(Collected data)
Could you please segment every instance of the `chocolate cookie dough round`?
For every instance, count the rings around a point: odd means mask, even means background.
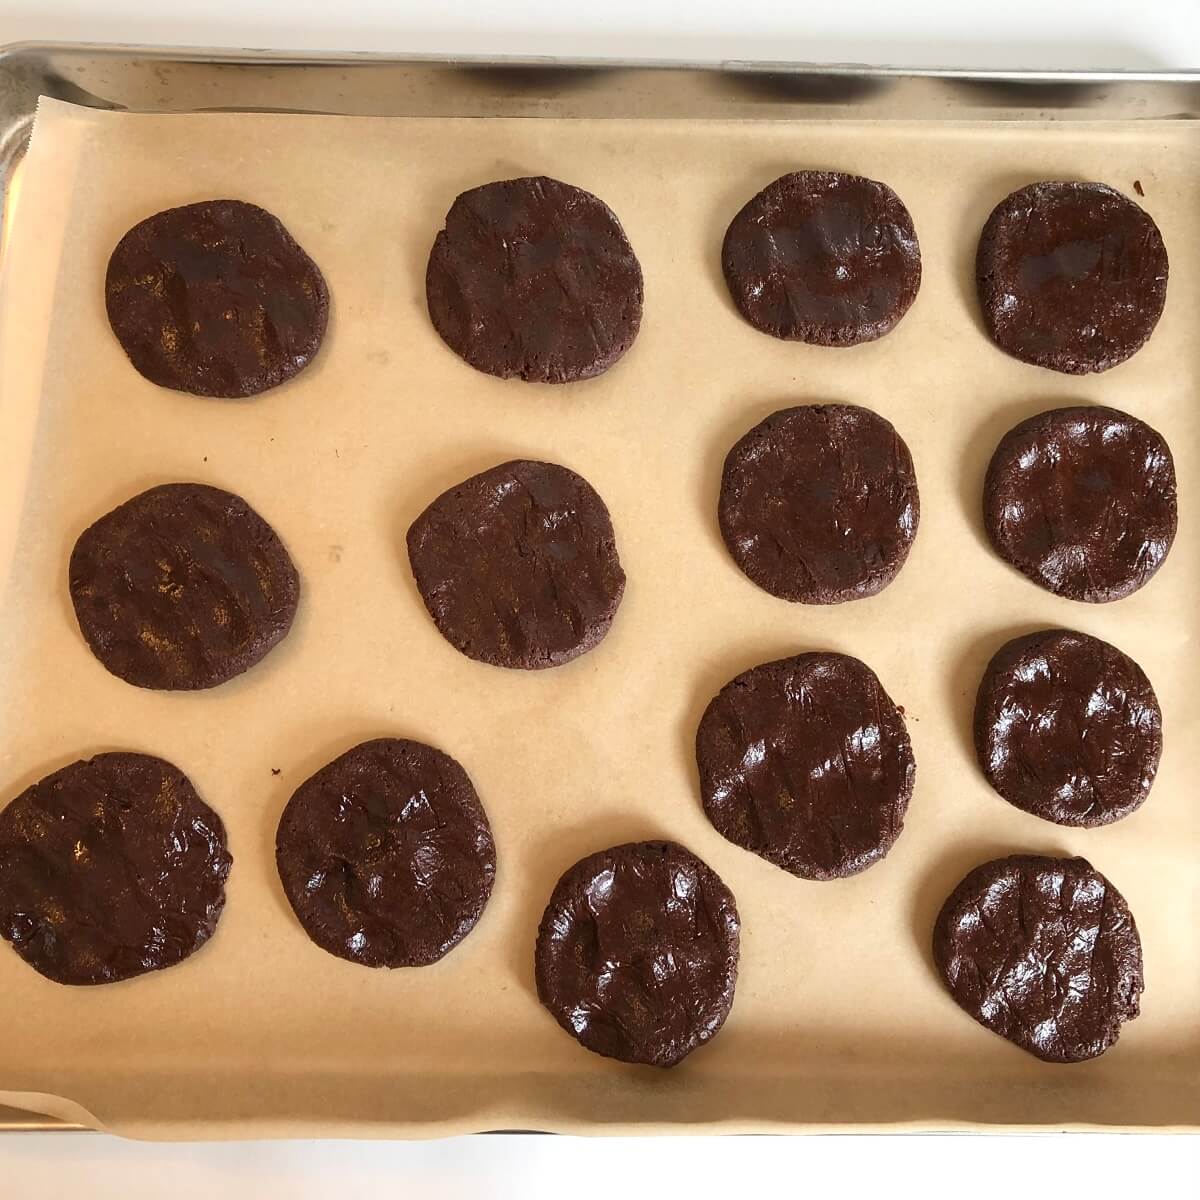
[[[717,510],[734,562],[772,596],[840,604],[882,591],[917,535],[912,456],[852,404],[772,413],[729,451]]]
[[[904,828],[916,765],[904,718],[848,654],[799,654],[727,683],[696,733],[717,832],[801,879],[878,862]]]
[[[1083,858],[976,867],[938,916],[933,958],[960,1008],[1046,1062],[1103,1054],[1144,986],[1133,914]]]
[[[365,967],[437,962],[475,928],[496,878],[466,771],[400,738],[363,742],[302,783],[275,862],[304,932]]]
[[[921,286],[900,197],[836,171],[795,171],[763,188],[730,223],[721,267],[755,329],[815,346],[883,337]]]
[[[499,667],[578,658],[625,591],[604,501],[554,463],[501,463],[450,488],[412,523],[408,557],[442,636]]]
[[[167,483],[114,508],[71,552],[71,602],[92,653],[137,687],[216,687],[291,628],[300,577],[240,496]]]
[[[316,356],[329,290],[277,217],[205,200],[139,221],[108,260],[108,321],[152,383],[253,396]]]
[[[476,370],[571,383],[608,370],[642,320],[642,268],[616,215],[544,176],[464,192],[425,272],[429,318]]]
[[[538,999],[588,1050],[673,1067],[733,1006],[733,895],[676,842],[591,854],[558,881],[538,929]]]
[[[1136,592],[1167,557],[1176,519],[1167,443],[1115,408],[1030,417],[988,464],[983,523],[996,552],[1070,600]]]
[[[1167,251],[1150,216],[1113,188],[1032,183],[988,218],[975,276],[1001,350],[1084,375],[1146,344],[1167,297]]]
[[[233,859],[178,767],[98,754],[0,811],[0,937],[56,983],[116,983],[212,937]]]
[[[1108,825],[1150,792],[1162,712],[1141,667],[1069,629],[1006,643],[975,701],[975,751],[1010,804],[1059,825]]]

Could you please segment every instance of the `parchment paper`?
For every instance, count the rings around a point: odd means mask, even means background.
[[[765,337],[720,277],[731,216],[784,171],[884,179],[909,206],[924,281],[898,329],[828,350]],[[546,173],[617,212],[646,278],[629,354],[568,387],[500,382],[447,350],[426,256],[455,195]],[[979,229],[1012,188],[1100,179],[1162,229],[1171,281],[1129,362],[1072,379],[1006,358],[973,295]],[[105,320],[108,254],[159,209],[233,196],[277,213],[333,296],[296,381],[244,402],[142,379]],[[224,817],[235,857],[211,943],[172,970],[58,987],[0,948],[0,1102],[141,1136],[427,1136],[471,1129],[787,1129],[846,1125],[1200,1123],[1200,161],[1191,123],[712,124],[149,116],[44,101],[0,305],[0,788],[83,755],[162,755]],[[866,404],[911,447],[922,518],[899,578],[829,608],[752,586],[716,525],[733,441],[800,401]],[[1179,537],[1143,591],[1085,605],[1041,591],[983,539],[984,466],[1015,422],[1059,404],[1126,409],[1161,430]],[[474,663],[443,641],[404,533],[433,496],[514,456],[581,472],[607,501],[629,576],[607,640],[555,670]],[[77,534],[133,493],[200,480],[280,532],[304,594],[291,635],[197,695],[108,675],[71,613]],[[1065,625],[1136,658],[1162,702],[1150,799],[1096,830],[1004,803],[970,744],[975,688],[1007,638]],[[908,712],[917,784],[881,864],[803,882],[722,840],[700,808],[697,720],[738,671],[801,650],[865,659]],[[355,742],[416,737],[455,755],[491,816],[498,882],[440,964],[370,971],[305,937],[275,875],[279,813]],[[279,774],[274,774],[278,770]],[[588,1054],[538,1005],[533,938],[560,872],[613,842],[677,838],[737,896],[733,1013],[671,1072]],[[965,871],[1011,851],[1079,853],[1141,930],[1143,1015],[1102,1059],[1040,1063],[951,1001],[929,950]]]

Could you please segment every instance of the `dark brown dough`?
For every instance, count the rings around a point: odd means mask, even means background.
[[[412,523],[408,557],[442,636],[499,667],[578,658],[625,591],[604,501],[554,463],[501,463],[443,492]]]
[[[496,878],[466,771],[399,738],[363,742],[302,783],[275,862],[305,933],[366,967],[437,962],[475,928]]]
[[[1115,408],[1056,408],[1009,430],[988,464],[983,521],[1034,583],[1120,600],[1175,540],[1175,462],[1162,435]]]
[[[476,370],[571,383],[608,370],[642,320],[642,268],[608,205],[505,179],[450,206],[425,272],[429,317]]]
[[[1140,350],[1167,297],[1158,226],[1102,183],[1031,183],[1006,196],[983,227],[975,274],[996,345],[1070,375]]]
[[[904,718],[847,654],[799,654],[727,683],[696,733],[717,831],[801,879],[866,870],[904,828],[916,765]]]
[[[588,1050],[673,1067],[733,1006],[740,923],[720,877],[676,842],[591,854],[538,929],[538,999]]]
[[[116,983],[212,937],[233,863],[177,767],[98,754],[0,812],[0,937],[56,983]]]
[[[252,396],[316,356],[329,290],[277,217],[205,200],[139,221],[108,261],[113,333],[152,383],[198,396]]]
[[[1067,629],[1014,638],[988,663],[975,750],[1010,804],[1059,825],[1107,825],[1150,792],[1162,713],[1141,667]]]
[[[729,451],[718,506],[734,562],[764,591],[840,604],[882,591],[921,519],[912,456],[852,404],[772,413]]]
[[[912,217],[887,184],[795,171],[733,218],[721,267],[742,316],[763,333],[854,346],[890,332],[921,286]]]
[[[167,483],[85,529],[71,602],[92,653],[137,687],[215,687],[291,628],[300,577],[275,531],[240,496]]]
[[[1083,858],[976,867],[933,931],[958,1005],[1046,1062],[1103,1054],[1138,1015],[1142,943],[1125,898]]]

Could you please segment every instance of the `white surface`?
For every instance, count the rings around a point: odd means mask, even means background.
[[[1196,1166],[1192,1138],[1085,1134],[667,1141],[514,1135],[223,1146],[26,1134],[0,1143],[0,1194],[6,1200],[993,1200],[1015,1187],[1030,1198],[1105,1200],[1191,1194]]]
[[[0,0],[0,43],[28,39],[961,67],[1200,67],[1200,0]],[[2,1050],[0,1050],[2,1062]],[[571,1196],[1186,1194],[1200,1139],[486,1137],[435,1143],[142,1145],[0,1140],[4,1200]],[[1070,1172],[1069,1176],[1067,1172]],[[1069,1179],[1069,1187],[1068,1187]],[[1171,1180],[1179,1185],[1172,1187]],[[618,1181],[614,1189],[611,1180]],[[636,1181],[636,1182],[634,1182]],[[757,1186],[756,1186],[757,1185]]]
[[[1197,0],[0,0],[0,42],[1200,66]]]

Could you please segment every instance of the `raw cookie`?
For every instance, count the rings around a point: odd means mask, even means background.
[[[882,591],[921,520],[912,456],[852,404],[772,413],[725,459],[717,510],[734,562],[764,591],[840,604]]]
[[[1039,413],[988,464],[983,522],[996,552],[1048,591],[1120,600],[1175,539],[1175,462],[1162,435],[1115,408]]]
[[[676,842],[591,854],[538,929],[538,999],[588,1050],[673,1067],[733,1005],[740,925],[716,872]]]
[[[1149,214],[1113,188],[1031,183],[988,218],[975,277],[1001,350],[1083,375],[1146,344],[1167,298],[1167,251]]]
[[[215,687],[291,628],[300,577],[240,496],[167,483],[114,508],[71,552],[71,602],[92,653],[137,687]]]
[[[233,863],[178,767],[97,754],[0,812],[0,937],[56,983],[115,983],[212,937]]]
[[[412,523],[408,557],[442,636],[500,667],[592,649],[625,591],[604,501],[554,463],[501,463],[450,488]]]
[[[571,383],[633,345],[642,268],[621,223],[591,192],[544,176],[464,192],[425,272],[429,318],[476,370]]]
[[[1141,667],[1068,629],[1014,638],[988,663],[975,751],[1010,804],[1059,825],[1107,825],[1149,794],[1162,712]]]
[[[795,171],[763,188],[730,223],[721,267],[755,329],[815,346],[883,337],[921,286],[900,197],[836,171]]]
[[[865,870],[904,827],[916,766],[904,718],[847,654],[800,654],[727,683],[696,733],[717,831],[801,879]]]
[[[1138,1015],[1133,914],[1083,858],[976,867],[938,916],[933,957],[959,1007],[1047,1062],[1103,1054]]]
[[[496,878],[466,771],[399,738],[363,742],[302,783],[275,862],[304,932],[367,967],[437,962],[475,928]]]
[[[304,370],[329,319],[316,263],[277,217],[205,200],[139,221],[104,280],[108,321],[152,383],[252,396]]]

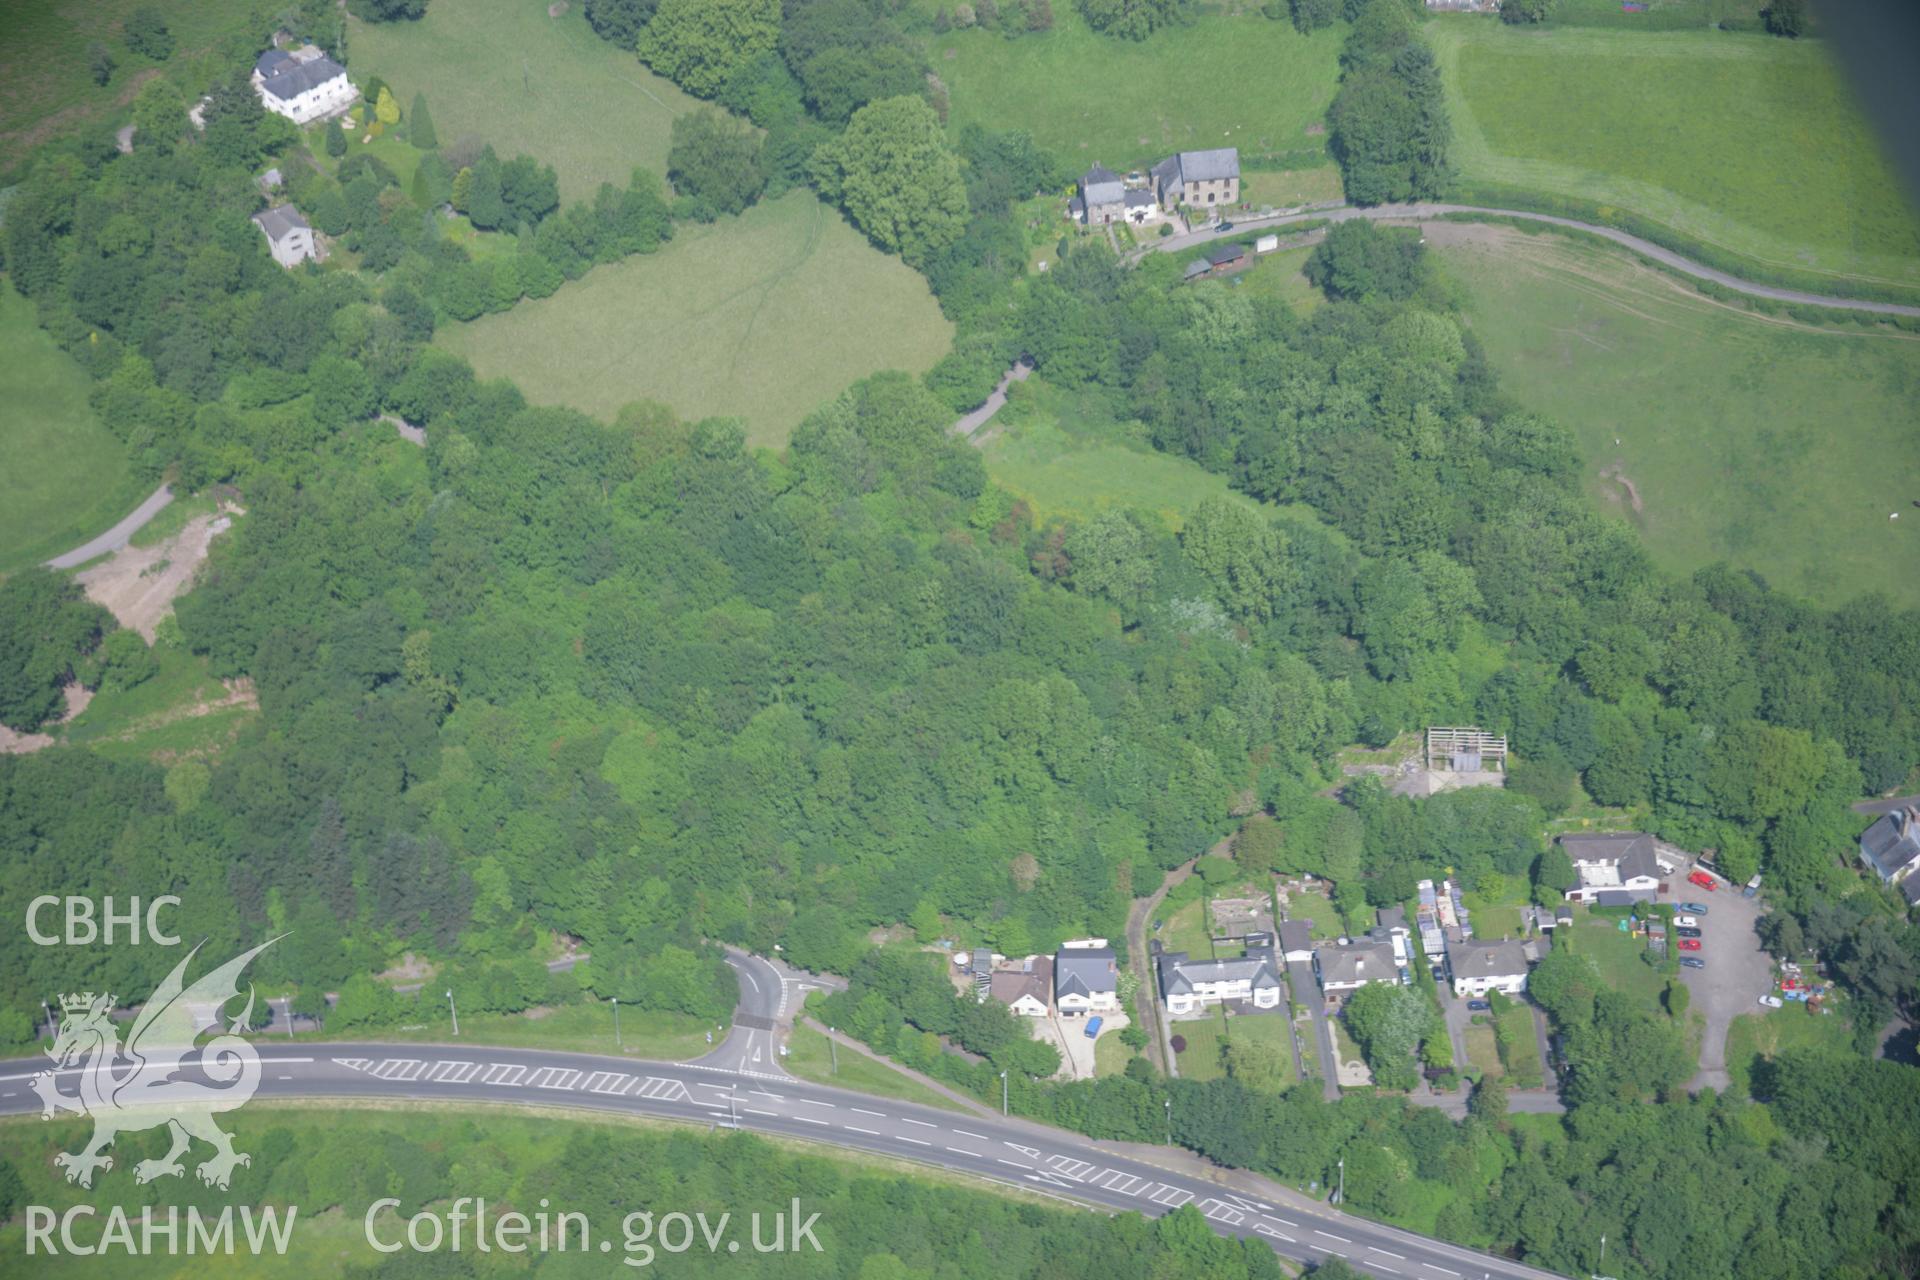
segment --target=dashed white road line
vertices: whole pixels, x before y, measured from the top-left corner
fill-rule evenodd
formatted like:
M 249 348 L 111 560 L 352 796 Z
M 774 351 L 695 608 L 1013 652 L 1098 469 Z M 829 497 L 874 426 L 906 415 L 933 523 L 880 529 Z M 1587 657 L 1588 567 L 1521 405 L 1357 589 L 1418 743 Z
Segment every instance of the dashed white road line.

# [Exercise instructions]
Copy each line of the data that contains the word "dashed".

# [Exercise solution]
segment --target=dashed white road line
Segment every instance of the dashed white road line.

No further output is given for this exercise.